**PROBLEM DETAILS:** After reading the entries below, copy word for word the lines from the first through the line containing "TARGET = tomato skin edge", and stop there.

Segment Start: RECORDS FOR THE TASK

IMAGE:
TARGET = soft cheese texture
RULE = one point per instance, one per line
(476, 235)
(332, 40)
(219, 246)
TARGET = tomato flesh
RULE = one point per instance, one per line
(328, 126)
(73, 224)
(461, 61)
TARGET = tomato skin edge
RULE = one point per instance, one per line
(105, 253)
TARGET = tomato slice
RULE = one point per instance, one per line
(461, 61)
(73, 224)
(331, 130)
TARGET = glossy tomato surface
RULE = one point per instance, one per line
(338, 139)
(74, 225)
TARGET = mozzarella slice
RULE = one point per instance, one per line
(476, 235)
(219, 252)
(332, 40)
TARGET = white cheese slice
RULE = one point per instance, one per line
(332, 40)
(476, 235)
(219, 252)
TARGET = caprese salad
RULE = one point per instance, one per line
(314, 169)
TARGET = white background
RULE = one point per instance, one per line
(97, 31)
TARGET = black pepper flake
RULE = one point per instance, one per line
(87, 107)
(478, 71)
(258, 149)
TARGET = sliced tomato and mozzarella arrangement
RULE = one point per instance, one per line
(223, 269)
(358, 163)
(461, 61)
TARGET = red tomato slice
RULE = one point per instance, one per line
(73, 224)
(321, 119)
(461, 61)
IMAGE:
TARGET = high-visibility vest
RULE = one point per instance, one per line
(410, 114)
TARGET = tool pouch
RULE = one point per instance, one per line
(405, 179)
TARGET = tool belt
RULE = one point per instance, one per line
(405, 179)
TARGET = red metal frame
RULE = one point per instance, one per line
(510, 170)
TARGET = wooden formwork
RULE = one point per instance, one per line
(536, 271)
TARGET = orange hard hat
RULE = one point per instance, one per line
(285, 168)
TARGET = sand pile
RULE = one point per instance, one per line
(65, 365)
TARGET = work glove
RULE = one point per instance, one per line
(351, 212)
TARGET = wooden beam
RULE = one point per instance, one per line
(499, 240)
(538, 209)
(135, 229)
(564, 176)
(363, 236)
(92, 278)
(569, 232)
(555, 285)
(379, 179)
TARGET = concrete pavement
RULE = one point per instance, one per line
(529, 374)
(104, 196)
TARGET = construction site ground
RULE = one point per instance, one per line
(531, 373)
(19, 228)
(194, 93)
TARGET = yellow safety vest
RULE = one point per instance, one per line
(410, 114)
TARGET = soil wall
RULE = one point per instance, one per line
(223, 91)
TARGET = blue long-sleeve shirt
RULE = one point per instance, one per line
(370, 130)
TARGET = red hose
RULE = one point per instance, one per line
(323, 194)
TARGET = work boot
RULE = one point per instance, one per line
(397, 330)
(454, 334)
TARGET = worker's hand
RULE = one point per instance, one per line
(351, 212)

Segment End: RECORDS FOR THE TASK

**SOLUTION:**
IMAGE:
TARGET = soft cheese texture
RULE = one point per instance, one per line
(476, 235)
(332, 40)
(219, 246)
TARGET = tomato flesh
RULE = one point per instance, one per line
(328, 126)
(73, 224)
(461, 61)
TARGET = tomato skin edge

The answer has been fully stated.